(Data lines)
----------------------------------------

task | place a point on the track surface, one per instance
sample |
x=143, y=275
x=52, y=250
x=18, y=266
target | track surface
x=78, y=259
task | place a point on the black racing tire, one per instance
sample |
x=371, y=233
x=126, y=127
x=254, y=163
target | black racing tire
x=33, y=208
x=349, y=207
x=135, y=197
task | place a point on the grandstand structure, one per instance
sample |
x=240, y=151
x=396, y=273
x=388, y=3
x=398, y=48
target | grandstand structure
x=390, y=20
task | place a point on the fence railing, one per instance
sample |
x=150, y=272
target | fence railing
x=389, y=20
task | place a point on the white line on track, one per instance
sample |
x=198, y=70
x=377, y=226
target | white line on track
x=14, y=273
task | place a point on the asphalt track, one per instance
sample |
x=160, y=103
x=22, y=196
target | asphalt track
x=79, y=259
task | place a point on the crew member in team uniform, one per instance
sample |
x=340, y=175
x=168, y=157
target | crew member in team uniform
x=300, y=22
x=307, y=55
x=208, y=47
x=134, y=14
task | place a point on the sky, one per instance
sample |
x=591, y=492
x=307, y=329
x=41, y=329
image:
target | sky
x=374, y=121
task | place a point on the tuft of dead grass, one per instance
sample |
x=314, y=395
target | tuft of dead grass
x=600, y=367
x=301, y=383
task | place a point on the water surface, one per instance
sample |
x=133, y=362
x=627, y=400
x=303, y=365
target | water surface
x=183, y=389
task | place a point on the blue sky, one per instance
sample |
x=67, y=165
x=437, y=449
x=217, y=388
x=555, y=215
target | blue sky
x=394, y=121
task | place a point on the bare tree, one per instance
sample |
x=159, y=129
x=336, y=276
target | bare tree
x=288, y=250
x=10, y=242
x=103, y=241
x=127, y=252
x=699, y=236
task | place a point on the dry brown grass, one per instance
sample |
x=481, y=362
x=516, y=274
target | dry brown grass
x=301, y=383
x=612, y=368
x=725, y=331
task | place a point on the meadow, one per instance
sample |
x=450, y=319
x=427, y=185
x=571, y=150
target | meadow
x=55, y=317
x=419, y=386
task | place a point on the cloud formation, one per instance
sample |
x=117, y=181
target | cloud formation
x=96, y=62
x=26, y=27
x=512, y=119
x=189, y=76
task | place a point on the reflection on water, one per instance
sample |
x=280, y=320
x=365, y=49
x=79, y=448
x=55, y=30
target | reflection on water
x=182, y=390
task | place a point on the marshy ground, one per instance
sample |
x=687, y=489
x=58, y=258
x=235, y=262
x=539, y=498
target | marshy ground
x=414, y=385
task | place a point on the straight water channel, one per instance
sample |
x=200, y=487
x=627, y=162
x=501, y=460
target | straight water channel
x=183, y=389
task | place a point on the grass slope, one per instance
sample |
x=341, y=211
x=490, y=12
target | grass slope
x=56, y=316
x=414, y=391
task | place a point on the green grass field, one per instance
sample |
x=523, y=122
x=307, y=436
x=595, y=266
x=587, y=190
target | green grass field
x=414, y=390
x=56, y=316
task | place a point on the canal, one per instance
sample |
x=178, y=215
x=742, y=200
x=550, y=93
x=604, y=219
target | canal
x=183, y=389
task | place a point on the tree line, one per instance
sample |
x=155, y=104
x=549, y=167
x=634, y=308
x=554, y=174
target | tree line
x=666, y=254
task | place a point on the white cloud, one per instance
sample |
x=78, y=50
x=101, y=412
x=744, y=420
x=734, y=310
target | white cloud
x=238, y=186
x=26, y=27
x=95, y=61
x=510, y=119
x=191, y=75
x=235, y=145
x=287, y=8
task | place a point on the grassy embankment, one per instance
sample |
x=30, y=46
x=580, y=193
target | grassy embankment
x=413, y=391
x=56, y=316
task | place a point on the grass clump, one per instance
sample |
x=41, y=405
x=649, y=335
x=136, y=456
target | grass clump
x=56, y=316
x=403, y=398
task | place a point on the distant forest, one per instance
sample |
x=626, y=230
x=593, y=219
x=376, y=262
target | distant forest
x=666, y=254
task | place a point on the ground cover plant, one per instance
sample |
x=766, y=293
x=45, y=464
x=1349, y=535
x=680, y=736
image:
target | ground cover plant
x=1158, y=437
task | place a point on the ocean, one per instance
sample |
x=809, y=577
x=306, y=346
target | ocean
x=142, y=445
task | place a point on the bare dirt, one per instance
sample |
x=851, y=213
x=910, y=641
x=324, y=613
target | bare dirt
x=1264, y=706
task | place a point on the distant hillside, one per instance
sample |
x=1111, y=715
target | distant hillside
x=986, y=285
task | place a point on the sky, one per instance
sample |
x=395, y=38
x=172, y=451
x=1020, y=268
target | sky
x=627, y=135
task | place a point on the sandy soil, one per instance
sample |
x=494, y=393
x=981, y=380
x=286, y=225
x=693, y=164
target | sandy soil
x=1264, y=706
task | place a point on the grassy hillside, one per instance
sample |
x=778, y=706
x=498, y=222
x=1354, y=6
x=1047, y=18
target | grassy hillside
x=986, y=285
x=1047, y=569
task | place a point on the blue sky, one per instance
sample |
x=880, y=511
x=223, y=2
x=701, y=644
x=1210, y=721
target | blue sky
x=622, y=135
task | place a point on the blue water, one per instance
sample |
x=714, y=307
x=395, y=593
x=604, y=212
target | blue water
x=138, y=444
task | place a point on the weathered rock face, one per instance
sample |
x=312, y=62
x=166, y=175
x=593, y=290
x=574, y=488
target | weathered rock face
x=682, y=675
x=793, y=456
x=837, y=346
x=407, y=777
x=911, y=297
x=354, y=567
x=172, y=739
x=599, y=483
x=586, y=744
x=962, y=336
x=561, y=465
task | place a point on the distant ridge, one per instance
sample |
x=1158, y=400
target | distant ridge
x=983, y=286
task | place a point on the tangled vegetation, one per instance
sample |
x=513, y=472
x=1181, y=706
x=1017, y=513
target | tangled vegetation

----------------------------------------

**Directive:** Please copy the records word for word, starting with the first line and going on through the line with "x=135, y=197".

**Task result:**
task | place a point on the track surface, one per instance
sample |
x=143, y=275
x=52, y=250
x=18, y=266
target | track surface
x=78, y=259
task | place a point on the black racing tire, one per instance
sample |
x=371, y=233
x=126, y=127
x=254, y=163
target | black racing tire
x=33, y=208
x=349, y=207
x=135, y=197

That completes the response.